• [Consigne]: Recopiez à l'identique le passage du texte sur les villes mayas compris entre « L'année dernière, en » et « dans l'hémisphère occidental. », ces deux extrémités incluses.

• [Texte à lire]:
Actualités of Wednesday, 29 September 2021

Source: www.bbc.com

Architecture : comment les Mayas construisaient leurs villes sur un lieu sans eau

Une cité Maya Une cité Maya

Dans l'ancienne cité maya de Tikal, au Guatemala, les visiteurs sont entourés de pyramides abruptes en calcaire, presque aussi hautes que la cathédrale Notre-Dame de Paris.

Construites sans l'aide de bêtes de somme, d'outils métalliques ou de roues, ces œuvres grandioses servaient aux rois et aux prêtres qui régnaient sur l'une des cités-états les plus influentes du royaume maya, qui s'étendait de la péninsule du Yucatán, au Mexique, au Guatemala, au Belize, à certaines parties du Honduras et du Salvador.

Tikal était le centre économique et cérémoniel d'une civilisation qui aurait compté entre 10 et 15 millions d'habitants.

Les palais et temples massifs de la ville, tous orientés en fonction du passage quotidien du soleil dans le ciel, témoignent des compétences des Mayas en tant qu'architectes et astronomes.

Mais ces monuments n'auraient jamais été érigés sans la maîtrise d'un élément bien plus essentiel à la survie des Mayas : l'eau.

En l'absence de rivières ou de lacs à proximité, les Mayas ont dû créer un réseau d'immenses réservoirs à Tikal pour recueillir et stocker suffisamment d'eau de pluie pendant les quatre à six mois de la saison sèche de la région pour les milliers d'habitants qui vivaient à son apogée au huitième siècle - entre 40 000 et 240 000 selon les estimations. Ces réservoirs ont contribué à plus de 1 000 ans de présence maya à Tikal.

L'année dernière, en utilisant des techniques scientifiques modernes, les archéologues ont révélé une autre prouesse hydrologique maya. Les carottes de sédiments prélevées dans les réservoirs de Tikal montrent qu'ils ont créé le plus ancien système de filtration d'eau connu dans l'hémisphère occidental.

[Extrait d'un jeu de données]
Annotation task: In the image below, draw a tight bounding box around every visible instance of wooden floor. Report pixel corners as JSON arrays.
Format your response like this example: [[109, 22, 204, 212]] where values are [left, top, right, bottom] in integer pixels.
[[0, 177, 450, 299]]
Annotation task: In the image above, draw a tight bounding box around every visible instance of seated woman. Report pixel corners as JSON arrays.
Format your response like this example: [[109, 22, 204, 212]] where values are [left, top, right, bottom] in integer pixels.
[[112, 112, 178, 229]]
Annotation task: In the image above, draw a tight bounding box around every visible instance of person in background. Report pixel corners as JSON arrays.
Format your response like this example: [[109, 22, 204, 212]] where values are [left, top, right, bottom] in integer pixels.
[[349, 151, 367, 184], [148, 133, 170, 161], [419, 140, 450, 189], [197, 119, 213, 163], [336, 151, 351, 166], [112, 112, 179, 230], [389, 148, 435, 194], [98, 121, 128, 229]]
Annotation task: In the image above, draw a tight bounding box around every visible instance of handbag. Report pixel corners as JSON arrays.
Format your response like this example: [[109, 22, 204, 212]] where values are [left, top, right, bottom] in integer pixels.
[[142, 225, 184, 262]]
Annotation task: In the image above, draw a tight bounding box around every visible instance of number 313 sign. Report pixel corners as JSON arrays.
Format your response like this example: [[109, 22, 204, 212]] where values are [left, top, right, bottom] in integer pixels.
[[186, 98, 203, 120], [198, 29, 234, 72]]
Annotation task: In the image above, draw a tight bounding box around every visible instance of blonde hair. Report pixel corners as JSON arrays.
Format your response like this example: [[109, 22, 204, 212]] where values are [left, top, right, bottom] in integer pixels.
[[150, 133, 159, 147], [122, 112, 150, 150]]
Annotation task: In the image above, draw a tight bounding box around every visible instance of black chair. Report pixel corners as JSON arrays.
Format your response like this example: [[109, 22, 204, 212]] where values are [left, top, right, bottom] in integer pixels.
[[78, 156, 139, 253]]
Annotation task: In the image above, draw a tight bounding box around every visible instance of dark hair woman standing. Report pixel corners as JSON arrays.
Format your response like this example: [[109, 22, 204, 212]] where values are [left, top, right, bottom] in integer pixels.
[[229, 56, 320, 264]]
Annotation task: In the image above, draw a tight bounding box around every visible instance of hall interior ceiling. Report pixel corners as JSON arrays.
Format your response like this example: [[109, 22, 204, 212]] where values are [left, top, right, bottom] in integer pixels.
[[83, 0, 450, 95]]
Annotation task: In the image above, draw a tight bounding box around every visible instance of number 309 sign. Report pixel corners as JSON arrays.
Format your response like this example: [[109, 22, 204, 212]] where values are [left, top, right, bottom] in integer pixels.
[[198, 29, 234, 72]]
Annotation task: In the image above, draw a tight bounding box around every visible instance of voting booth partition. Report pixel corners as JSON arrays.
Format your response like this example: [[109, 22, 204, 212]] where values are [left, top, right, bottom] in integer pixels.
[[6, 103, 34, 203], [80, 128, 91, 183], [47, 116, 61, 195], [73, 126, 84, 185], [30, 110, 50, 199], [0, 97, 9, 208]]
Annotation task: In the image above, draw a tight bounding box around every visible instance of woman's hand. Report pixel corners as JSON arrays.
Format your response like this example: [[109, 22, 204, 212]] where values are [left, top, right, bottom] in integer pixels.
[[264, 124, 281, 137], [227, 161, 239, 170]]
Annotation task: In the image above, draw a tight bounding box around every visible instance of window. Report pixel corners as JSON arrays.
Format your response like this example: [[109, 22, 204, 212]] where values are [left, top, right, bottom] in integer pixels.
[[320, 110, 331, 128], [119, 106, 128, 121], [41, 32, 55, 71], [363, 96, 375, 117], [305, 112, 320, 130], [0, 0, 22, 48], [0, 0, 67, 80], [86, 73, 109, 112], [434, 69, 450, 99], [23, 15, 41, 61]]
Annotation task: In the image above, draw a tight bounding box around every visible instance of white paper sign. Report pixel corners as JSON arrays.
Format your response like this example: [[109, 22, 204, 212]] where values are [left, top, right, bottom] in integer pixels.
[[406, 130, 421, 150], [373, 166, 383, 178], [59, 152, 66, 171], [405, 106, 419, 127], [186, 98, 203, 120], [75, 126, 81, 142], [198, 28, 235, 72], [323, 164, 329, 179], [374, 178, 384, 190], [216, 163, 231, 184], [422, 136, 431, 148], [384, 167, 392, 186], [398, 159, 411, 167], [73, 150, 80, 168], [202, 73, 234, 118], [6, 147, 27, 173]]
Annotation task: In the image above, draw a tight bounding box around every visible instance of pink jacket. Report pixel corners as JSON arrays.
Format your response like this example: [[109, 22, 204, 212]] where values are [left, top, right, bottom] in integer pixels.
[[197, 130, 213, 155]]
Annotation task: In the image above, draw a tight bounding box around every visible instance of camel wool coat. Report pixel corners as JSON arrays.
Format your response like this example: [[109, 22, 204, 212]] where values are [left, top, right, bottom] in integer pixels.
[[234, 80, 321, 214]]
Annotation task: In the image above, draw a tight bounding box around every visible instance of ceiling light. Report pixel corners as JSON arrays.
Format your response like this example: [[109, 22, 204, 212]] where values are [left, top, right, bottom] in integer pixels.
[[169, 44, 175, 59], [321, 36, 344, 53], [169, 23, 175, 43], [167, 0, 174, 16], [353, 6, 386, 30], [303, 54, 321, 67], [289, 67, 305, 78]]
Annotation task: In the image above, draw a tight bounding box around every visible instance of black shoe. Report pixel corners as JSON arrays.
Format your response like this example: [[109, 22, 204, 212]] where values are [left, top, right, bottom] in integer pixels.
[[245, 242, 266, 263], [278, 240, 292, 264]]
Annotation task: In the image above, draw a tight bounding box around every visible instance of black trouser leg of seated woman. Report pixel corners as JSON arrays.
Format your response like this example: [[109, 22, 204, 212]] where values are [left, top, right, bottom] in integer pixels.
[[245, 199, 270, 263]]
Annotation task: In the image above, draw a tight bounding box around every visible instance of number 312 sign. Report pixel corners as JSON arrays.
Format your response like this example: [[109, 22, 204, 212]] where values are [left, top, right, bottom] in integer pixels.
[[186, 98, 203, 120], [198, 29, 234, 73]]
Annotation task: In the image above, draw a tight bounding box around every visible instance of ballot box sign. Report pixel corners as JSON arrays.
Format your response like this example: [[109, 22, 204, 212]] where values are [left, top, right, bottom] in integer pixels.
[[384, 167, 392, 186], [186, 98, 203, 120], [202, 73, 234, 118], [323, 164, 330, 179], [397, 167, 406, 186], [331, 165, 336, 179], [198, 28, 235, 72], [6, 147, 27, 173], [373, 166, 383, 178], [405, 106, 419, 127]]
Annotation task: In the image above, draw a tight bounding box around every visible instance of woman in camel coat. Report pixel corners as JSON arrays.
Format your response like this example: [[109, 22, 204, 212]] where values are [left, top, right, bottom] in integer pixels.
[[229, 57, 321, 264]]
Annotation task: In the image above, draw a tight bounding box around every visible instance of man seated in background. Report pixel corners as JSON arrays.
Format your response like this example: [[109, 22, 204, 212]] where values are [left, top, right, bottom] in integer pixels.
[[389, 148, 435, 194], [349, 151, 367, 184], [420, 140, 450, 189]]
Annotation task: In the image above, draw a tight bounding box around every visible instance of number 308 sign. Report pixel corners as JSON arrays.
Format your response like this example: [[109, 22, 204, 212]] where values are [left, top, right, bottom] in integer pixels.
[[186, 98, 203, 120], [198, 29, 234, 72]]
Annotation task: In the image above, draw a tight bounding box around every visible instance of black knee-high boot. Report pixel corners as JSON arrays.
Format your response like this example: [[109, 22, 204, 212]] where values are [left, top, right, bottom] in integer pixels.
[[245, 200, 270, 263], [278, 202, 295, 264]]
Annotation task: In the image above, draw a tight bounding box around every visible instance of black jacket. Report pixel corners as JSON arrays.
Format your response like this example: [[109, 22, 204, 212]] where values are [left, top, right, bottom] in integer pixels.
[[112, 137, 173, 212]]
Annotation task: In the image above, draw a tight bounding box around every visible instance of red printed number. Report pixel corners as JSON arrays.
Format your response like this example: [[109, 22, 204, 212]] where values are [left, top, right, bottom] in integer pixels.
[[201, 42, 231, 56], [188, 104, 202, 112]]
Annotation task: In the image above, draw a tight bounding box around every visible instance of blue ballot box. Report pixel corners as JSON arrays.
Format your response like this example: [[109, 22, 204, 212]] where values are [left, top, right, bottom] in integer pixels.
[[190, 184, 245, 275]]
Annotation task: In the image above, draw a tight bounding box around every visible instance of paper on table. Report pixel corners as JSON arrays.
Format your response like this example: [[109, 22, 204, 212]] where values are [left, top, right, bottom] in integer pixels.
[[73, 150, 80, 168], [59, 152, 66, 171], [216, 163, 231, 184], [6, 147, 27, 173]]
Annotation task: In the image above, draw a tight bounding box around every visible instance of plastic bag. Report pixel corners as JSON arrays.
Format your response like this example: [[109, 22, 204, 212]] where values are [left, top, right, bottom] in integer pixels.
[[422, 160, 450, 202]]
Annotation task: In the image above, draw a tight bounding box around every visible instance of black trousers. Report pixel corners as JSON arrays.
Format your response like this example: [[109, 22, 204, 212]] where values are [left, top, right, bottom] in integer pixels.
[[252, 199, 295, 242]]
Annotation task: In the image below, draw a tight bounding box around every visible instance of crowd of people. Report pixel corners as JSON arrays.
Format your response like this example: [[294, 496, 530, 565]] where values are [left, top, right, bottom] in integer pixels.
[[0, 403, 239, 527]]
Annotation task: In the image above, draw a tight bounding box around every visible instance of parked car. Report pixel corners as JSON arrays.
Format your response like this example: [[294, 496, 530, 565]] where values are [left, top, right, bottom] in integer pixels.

• [Résultat final]:
L'année dernière, en utilisant des techniques scientifiques modernes, les archéologues ont révélé une autre prouesse hydrologique maya. Les carottes de sédiments prélevées dans les réservoirs de Tikal montrent qu'ils ont créé le plus ancien système de filtration d'eau connu dans l'hémisphère occidental.